┌─ Input
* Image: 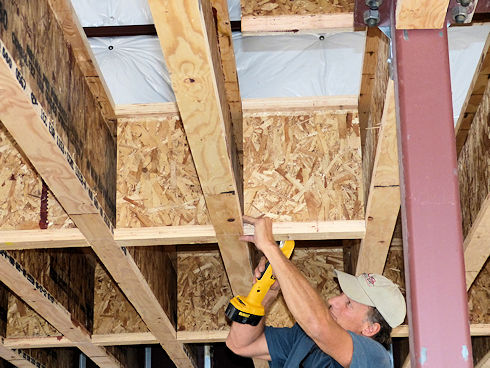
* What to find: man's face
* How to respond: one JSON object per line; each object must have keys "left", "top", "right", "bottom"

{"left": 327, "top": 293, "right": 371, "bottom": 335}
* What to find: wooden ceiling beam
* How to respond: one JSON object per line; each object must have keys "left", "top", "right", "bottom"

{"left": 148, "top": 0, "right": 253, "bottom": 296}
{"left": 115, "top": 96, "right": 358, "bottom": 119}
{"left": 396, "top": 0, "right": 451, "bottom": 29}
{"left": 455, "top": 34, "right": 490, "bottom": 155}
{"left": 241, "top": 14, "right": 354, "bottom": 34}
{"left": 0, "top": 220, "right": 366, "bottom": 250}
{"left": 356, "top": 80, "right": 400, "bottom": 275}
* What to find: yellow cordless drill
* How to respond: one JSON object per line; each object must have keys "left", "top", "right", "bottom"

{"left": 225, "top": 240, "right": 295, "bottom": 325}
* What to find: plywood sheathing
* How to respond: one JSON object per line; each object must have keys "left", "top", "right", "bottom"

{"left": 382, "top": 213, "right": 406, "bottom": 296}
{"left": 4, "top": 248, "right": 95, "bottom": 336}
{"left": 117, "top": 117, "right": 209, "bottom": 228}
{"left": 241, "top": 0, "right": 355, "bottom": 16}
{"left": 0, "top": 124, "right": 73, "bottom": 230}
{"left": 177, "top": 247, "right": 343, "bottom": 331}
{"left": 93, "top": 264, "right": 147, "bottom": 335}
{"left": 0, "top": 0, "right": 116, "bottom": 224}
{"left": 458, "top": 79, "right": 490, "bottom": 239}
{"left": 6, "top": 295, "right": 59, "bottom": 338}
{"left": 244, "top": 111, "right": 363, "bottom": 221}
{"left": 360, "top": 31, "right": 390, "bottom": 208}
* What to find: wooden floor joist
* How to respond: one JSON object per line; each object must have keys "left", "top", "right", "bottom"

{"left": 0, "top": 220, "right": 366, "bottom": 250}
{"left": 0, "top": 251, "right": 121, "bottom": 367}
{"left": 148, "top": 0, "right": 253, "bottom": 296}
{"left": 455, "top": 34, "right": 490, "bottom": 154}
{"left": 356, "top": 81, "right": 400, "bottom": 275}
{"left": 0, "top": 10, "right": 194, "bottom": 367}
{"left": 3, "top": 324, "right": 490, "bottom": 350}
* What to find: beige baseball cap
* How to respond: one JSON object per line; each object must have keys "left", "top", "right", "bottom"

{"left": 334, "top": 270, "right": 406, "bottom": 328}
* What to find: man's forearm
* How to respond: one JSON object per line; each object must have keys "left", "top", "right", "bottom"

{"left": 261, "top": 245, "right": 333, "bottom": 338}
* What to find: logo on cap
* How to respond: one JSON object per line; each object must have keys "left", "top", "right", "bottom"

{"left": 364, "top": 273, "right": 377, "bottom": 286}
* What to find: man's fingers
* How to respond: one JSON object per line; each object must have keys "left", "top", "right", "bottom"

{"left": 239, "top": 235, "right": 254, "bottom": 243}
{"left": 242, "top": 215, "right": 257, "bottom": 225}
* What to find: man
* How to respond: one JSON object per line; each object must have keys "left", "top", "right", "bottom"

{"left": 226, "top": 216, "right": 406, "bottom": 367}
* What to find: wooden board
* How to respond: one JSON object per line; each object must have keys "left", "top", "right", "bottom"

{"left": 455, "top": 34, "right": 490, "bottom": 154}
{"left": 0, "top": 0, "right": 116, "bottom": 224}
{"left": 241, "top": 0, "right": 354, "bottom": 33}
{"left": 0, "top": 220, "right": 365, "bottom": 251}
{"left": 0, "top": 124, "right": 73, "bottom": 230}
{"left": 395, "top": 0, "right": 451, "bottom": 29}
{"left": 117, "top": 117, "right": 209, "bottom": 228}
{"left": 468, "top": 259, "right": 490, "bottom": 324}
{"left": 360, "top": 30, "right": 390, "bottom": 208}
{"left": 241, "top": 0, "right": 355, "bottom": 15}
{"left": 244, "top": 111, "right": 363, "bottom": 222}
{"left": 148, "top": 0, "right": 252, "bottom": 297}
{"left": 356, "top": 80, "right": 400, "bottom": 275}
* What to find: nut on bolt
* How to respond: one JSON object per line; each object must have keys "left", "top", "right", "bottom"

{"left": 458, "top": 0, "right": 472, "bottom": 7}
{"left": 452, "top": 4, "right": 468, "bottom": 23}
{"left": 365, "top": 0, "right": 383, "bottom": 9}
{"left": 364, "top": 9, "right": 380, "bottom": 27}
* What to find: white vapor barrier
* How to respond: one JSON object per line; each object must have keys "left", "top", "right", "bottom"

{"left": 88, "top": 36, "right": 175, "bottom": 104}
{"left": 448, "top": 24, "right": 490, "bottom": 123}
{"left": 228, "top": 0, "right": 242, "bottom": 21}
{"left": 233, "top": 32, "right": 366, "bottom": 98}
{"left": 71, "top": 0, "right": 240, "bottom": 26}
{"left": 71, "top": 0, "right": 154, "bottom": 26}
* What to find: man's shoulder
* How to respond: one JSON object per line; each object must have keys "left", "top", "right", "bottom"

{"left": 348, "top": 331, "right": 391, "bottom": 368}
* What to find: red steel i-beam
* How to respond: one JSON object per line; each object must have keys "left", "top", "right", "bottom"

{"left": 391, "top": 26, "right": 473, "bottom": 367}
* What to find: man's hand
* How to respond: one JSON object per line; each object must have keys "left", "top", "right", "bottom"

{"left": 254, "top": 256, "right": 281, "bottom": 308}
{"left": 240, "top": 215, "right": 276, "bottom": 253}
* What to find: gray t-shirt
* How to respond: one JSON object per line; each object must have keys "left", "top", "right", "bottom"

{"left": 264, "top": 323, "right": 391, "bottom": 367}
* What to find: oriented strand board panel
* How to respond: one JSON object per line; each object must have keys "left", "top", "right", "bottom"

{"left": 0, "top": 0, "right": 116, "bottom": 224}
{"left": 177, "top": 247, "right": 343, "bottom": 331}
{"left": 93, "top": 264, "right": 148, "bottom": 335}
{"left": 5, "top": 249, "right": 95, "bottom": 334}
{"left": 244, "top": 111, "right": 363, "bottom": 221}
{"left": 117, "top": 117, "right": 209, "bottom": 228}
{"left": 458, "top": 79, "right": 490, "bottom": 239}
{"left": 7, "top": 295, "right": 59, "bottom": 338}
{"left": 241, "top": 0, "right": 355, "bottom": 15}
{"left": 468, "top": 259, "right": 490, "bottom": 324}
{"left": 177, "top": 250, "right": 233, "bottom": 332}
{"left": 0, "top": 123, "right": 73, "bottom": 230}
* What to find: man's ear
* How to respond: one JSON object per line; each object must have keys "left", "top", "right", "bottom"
└─
(What you have to do)
Repeat the records in full, precisely, and keep the pictures out.

(Completed task)
* Image: 
* What to find: man's face
* How to respond: one JSON object per line; each object must have keys "left", "top", "right", "bottom"

{"left": 327, "top": 293, "right": 371, "bottom": 335}
* What to find: wooden ceiling beam
* How to respond: one JSON object per line; each object must have keys "left", "top", "right", "bottom"

{"left": 148, "top": 0, "right": 253, "bottom": 296}
{"left": 115, "top": 96, "right": 358, "bottom": 119}
{"left": 396, "top": 0, "right": 451, "bottom": 29}
{"left": 455, "top": 34, "right": 490, "bottom": 155}
{"left": 241, "top": 14, "right": 354, "bottom": 34}
{"left": 0, "top": 220, "right": 366, "bottom": 250}
{"left": 356, "top": 80, "right": 400, "bottom": 275}
* What to find: yellow cordless drill
* How to respond: one JSON object per line; each object must have keys "left", "top", "right", "bottom"

{"left": 225, "top": 240, "right": 295, "bottom": 325}
* What to find: plywood sheathing
* How to respond: one JSON object per line; each object must have keys "left", "top", "right", "bottom"

{"left": 382, "top": 213, "right": 406, "bottom": 296}
{"left": 4, "top": 248, "right": 95, "bottom": 336}
{"left": 117, "top": 117, "right": 209, "bottom": 228}
{"left": 241, "top": 0, "right": 355, "bottom": 16}
{"left": 0, "top": 124, "right": 73, "bottom": 230}
{"left": 177, "top": 247, "right": 343, "bottom": 331}
{"left": 93, "top": 264, "right": 147, "bottom": 335}
{"left": 0, "top": 0, "right": 116, "bottom": 224}
{"left": 458, "top": 79, "right": 490, "bottom": 239}
{"left": 6, "top": 295, "right": 59, "bottom": 338}
{"left": 244, "top": 111, "right": 363, "bottom": 221}
{"left": 360, "top": 31, "right": 390, "bottom": 208}
* What to find: wooden floor joist
* How to respond: one JSON object per line; each object must have keys "left", "top", "right", "bottom"

{"left": 0, "top": 220, "right": 366, "bottom": 250}
{"left": 0, "top": 251, "right": 121, "bottom": 367}
{"left": 148, "top": 0, "right": 253, "bottom": 296}
{"left": 455, "top": 34, "right": 490, "bottom": 154}
{"left": 356, "top": 81, "right": 400, "bottom": 275}
{"left": 0, "top": 10, "right": 194, "bottom": 367}
{"left": 3, "top": 324, "right": 490, "bottom": 350}
* What to find: beige baseball cap
* How to respond: one JSON object per line; each object must have keys "left", "top", "right", "bottom"

{"left": 334, "top": 270, "right": 406, "bottom": 328}
* What to find: man's forearm
* How to respond: one JSON object per line; each object must have keys "left", "top", "right", "bottom"

{"left": 261, "top": 245, "right": 333, "bottom": 338}
* What to find: logo on cap
* How to respond: one JSON object per line; each object must have keys "left", "top", "right", "bottom"

{"left": 364, "top": 273, "right": 377, "bottom": 286}
* What to find: man's fingers
* How to respond: one JSON object per line; each object must have keys "left", "top", "right", "bottom"

{"left": 239, "top": 235, "right": 254, "bottom": 243}
{"left": 242, "top": 215, "right": 257, "bottom": 225}
* What to find: man
* How to respond: one JSON object per line; each object must have keys "left", "top", "right", "bottom"

{"left": 226, "top": 216, "right": 406, "bottom": 367}
* What to find: wooden board
* How to respond: one JSON object per line; each object must have keys "left", "top", "right", "bottom"

{"left": 455, "top": 34, "right": 490, "bottom": 154}
{"left": 0, "top": 0, "right": 116, "bottom": 224}
{"left": 241, "top": 0, "right": 354, "bottom": 33}
{"left": 0, "top": 220, "right": 365, "bottom": 251}
{"left": 0, "top": 124, "right": 73, "bottom": 230}
{"left": 395, "top": 0, "right": 451, "bottom": 29}
{"left": 117, "top": 117, "right": 209, "bottom": 228}
{"left": 468, "top": 259, "right": 490, "bottom": 324}
{"left": 360, "top": 30, "right": 390, "bottom": 208}
{"left": 241, "top": 0, "right": 355, "bottom": 15}
{"left": 244, "top": 111, "right": 363, "bottom": 222}
{"left": 148, "top": 0, "right": 252, "bottom": 297}
{"left": 356, "top": 80, "right": 400, "bottom": 275}
* What to find: nut on bolt
* How to respond: one JSON object per line; each object must have keys "left", "top", "right", "bottom"

{"left": 458, "top": 0, "right": 472, "bottom": 7}
{"left": 452, "top": 4, "right": 468, "bottom": 23}
{"left": 365, "top": 0, "right": 383, "bottom": 9}
{"left": 364, "top": 9, "right": 380, "bottom": 27}
* What to find: white vapor barrier
* How to respond: one JSON object per line; each object must have keys "left", "top", "right", "bottom"

{"left": 88, "top": 36, "right": 175, "bottom": 104}
{"left": 448, "top": 24, "right": 490, "bottom": 123}
{"left": 228, "top": 0, "right": 242, "bottom": 21}
{"left": 233, "top": 32, "right": 366, "bottom": 98}
{"left": 71, "top": 0, "right": 240, "bottom": 26}
{"left": 71, "top": 0, "right": 154, "bottom": 26}
* What to find: man's shoulder
* How to respond: one JSON object per line; each object must have keys "left", "top", "right", "bottom"

{"left": 348, "top": 331, "right": 391, "bottom": 368}
* What to find: red steel i-beam
* How to respond: one JSON object per line; each object must have keys "left", "top", "right", "bottom"

{"left": 391, "top": 26, "right": 473, "bottom": 367}
* What to find: man's hand
* How to respond: one JSON object per line; each object must have keys "left", "top", "right", "bottom"

{"left": 254, "top": 256, "right": 281, "bottom": 308}
{"left": 240, "top": 215, "right": 276, "bottom": 253}
* What to find: gray t-shirt
* How to respond: one JSON object per line; each object must have keys "left", "top", "right", "bottom"

{"left": 264, "top": 323, "right": 391, "bottom": 367}
* What to find: oriented strand board panel
* How to respond: one JSON object per line; each object must have keys "left", "top", "right", "bottom"

{"left": 0, "top": 0, "right": 116, "bottom": 224}
{"left": 177, "top": 247, "right": 343, "bottom": 331}
{"left": 93, "top": 264, "right": 148, "bottom": 335}
{"left": 5, "top": 249, "right": 95, "bottom": 334}
{"left": 244, "top": 111, "right": 363, "bottom": 221}
{"left": 117, "top": 117, "right": 209, "bottom": 228}
{"left": 458, "top": 79, "right": 490, "bottom": 239}
{"left": 7, "top": 295, "right": 59, "bottom": 338}
{"left": 241, "top": 0, "right": 355, "bottom": 15}
{"left": 468, "top": 259, "right": 490, "bottom": 324}
{"left": 177, "top": 250, "right": 233, "bottom": 332}
{"left": 0, "top": 123, "right": 73, "bottom": 230}
* What to find: man's ear
* How to respond: one JSON object per line; each object must have keys "left", "top", "right", "bottom"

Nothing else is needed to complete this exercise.